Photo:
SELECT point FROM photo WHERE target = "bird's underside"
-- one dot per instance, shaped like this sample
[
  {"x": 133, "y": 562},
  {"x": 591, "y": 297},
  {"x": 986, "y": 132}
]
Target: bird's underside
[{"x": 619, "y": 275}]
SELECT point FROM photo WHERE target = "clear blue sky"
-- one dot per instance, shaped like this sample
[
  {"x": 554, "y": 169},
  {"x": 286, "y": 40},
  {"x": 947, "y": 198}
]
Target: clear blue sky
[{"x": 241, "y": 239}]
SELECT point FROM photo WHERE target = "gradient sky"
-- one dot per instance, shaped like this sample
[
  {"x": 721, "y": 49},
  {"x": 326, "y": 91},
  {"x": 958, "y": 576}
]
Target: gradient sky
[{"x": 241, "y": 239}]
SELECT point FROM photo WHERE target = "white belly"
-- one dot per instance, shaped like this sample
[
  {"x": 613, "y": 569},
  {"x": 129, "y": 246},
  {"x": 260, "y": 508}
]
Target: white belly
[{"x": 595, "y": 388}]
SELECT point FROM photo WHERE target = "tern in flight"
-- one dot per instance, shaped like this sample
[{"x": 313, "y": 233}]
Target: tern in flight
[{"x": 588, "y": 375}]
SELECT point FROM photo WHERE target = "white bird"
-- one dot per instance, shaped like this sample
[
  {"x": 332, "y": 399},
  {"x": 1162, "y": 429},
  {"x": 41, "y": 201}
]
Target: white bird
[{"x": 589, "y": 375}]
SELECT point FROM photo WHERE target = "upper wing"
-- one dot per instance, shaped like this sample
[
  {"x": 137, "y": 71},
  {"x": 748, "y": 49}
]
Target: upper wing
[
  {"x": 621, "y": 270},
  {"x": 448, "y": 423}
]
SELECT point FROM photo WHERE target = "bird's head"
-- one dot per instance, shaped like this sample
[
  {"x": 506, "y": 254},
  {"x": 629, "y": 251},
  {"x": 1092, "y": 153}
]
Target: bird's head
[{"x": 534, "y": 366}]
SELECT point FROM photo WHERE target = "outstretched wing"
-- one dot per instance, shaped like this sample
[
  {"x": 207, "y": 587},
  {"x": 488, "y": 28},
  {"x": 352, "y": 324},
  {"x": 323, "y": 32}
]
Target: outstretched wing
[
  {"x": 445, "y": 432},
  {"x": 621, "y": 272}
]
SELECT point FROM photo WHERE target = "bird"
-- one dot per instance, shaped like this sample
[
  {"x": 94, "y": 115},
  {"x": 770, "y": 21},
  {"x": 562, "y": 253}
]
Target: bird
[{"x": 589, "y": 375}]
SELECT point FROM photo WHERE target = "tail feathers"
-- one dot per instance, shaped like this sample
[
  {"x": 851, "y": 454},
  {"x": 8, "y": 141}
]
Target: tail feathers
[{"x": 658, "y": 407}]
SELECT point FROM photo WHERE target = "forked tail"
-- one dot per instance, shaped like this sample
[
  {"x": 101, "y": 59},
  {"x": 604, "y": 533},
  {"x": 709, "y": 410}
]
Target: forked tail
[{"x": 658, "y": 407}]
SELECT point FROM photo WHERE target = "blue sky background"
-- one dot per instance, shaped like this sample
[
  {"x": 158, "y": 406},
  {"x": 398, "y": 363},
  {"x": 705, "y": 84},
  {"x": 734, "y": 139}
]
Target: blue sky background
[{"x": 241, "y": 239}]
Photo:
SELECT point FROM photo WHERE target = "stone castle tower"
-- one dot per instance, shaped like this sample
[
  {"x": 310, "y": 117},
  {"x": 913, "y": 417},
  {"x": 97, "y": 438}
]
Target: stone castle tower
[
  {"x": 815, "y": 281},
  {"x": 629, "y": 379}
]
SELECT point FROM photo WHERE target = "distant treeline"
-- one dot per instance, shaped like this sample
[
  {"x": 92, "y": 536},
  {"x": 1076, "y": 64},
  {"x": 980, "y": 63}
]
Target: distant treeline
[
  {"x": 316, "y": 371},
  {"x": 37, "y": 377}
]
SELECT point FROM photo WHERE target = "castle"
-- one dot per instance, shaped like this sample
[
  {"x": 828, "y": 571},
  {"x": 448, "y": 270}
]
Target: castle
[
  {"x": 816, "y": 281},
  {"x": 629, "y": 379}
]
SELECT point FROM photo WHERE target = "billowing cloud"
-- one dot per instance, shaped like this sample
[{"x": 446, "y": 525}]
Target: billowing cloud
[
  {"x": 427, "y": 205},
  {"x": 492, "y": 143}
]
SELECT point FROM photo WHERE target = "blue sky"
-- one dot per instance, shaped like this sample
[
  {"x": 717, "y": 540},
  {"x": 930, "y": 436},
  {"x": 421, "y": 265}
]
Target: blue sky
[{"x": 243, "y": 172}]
# # # # #
From the records above, extract every entry verbatim.

_CORRECT RESPONSE:_
Photo:
SELECT point FROM photo WHERE target = "bird's underside"
-- one dot per instance, shaped like this sample
[
  {"x": 133, "y": 562},
  {"x": 591, "y": 297},
  {"x": 986, "y": 132}
]
Target: bird's underside
[{"x": 619, "y": 275}]
SELECT point FROM photo WHERE target = "clear blue sky"
-- one dot per instance, shaped like this sample
[
  {"x": 554, "y": 169},
  {"x": 286, "y": 40},
  {"x": 947, "y": 198}
]
Target: clear blue sky
[{"x": 241, "y": 239}]
SELECT point FROM photo WHERE target = "gradient sky"
-- one dot per instance, shaped like this sample
[
  {"x": 721, "y": 49},
  {"x": 326, "y": 91},
  {"x": 958, "y": 576}
]
Target: gradient sky
[{"x": 241, "y": 239}]
SELECT point FROM photo WHERE target = "white belly"
-- one dot per instance, shaped like this sample
[
  {"x": 613, "y": 569},
  {"x": 129, "y": 246},
  {"x": 260, "y": 508}
]
Target: white belly
[{"x": 595, "y": 388}]
SELECT point FROM photo WHERE target = "tern in flight"
-- one dot per instance, shaped like this sample
[{"x": 313, "y": 233}]
Target: tern in flight
[{"x": 588, "y": 375}]
SELECT point FROM photo WHERE target = "white bird"
-- one dot per instance, shaped like this sample
[
  {"x": 332, "y": 399},
  {"x": 1162, "y": 429},
  {"x": 41, "y": 201}
]
Target: white bird
[{"x": 589, "y": 375}]
SELECT point FROM photo WHERE target = "upper wing"
-- one dot per instance, shaped like this sample
[
  {"x": 137, "y": 71},
  {"x": 748, "y": 49}
]
Target: upper wing
[
  {"x": 621, "y": 270},
  {"x": 448, "y": 423}
]
SELECT point FROM photo WHERE target = "bird's head"
-- one dot per instance, shaped like this sample
[
  {"x": 506, "y": 254},
  {"x": 629, "y": 251},
  {"x": 1092, "y": 153}
]
Target: bird's head
[{"x": 534, "y": 366}]
SELECT point FROM photo WHERE target = "outstretched wing"
-- one dot per instance, shaped like this sample
[
  {"x": 207, "y": 587},
  {"x": 488, "y": 28},
  {"x": 352, "y": 324},
  {"x": 323, "y": 32}
]
Target: outstretched wing
[
  {"x": 445, "y": 432},
  {"x": 621, "y": 272}
]
SELECT point FROM photo WHERE target = "bird"
-- one dot per instance, shaped like this sample
[
  {"x": 94, "y": 115},
  {"x": 770, "y": 21},
  {"x": 562, "y": 253}
]
Target: bird
[{"x": 589, "y": 375}]
SELECT point FROM photo WHERE target = "tail feathers"
-- one dot per instance, shaped like this sample
[
  {"x": 851, "y": 454},
  {"x": 8, "y": 141}
]
Target: tail feathers
[{"x": 658, "y": 407}]
SELECT point FROM photo WHERE target = "forked tail"
-- one dot per instance, shaped like this sample
[
  {"x": 101, "y": 59},
  {"x": 604, "y": 533},
  {"x": 709, "y": 410}
]
Target: forked tail
[{"x": 658, "y": 407}]
SELECT point FROM photo WHERE target = "blue sky background"
-- one dot per instance, shaped like this sample
[
  {"x": 158, "y": 406},
  {"x": 398, "y": 363},
  {"x": 705, "y": 84},
  {"x": 734, "y": 139}
]
Target: blue sky background
[{"x": 241, "y": 239}]
Photo:
SELECT point FROM photo WHERE target = "stone castle tower"
-- one dot per instance, shaped like this sample
[
  {"x": 310, "y": 117},
  {"x": 913, "y": 417},
  {"x": 97, "y": 438}
]
Target: stone castle tower
[
  {"x": 815, "y": 281},
  {"x": 629, "y": 379}
]
SELECT point FROM photo WHERE target = "distant treeline"
-- one dot per instance, shaped like this sample
[
  {"x": 92, "y": 536},
  {"x": 1076, "y": 64},
  {"x": 980, "y": 63}
]
Target: distant treeline
[
  {"x": 316, "y": 371},
  {"x": 37, "y": 377}
]
SELECT point FROM photo WHERE target = "castle"
-- one dot per instance, shaped like this sample
[
  {"x": 828, "y": 571},
  {"x": 448, "y": 270}
]
Target: castle
[
  {"x": 816, "y": 281},
  {"x": 629, "y": 379}
]
SELECT point FROM photo WHERE target = "billowing cloud"
-- one dot per instance, shaped like this sample
[{"x": 446, "y": 525}]
Target: billowing cloud
[
  {"x": 427, "y": 205},
  {"x": 492, "y": 143}
]
SELECT point FROM photo WHERE target = "blue sky"
-- one dot per instance, shaped like this sample
[
  {"x": 717, "y": 540},
  {"x": 930, "y": 436},
  {"x": 421, "y": 265}
]
Target: blue sky
[{"x": 243, "y": 172}]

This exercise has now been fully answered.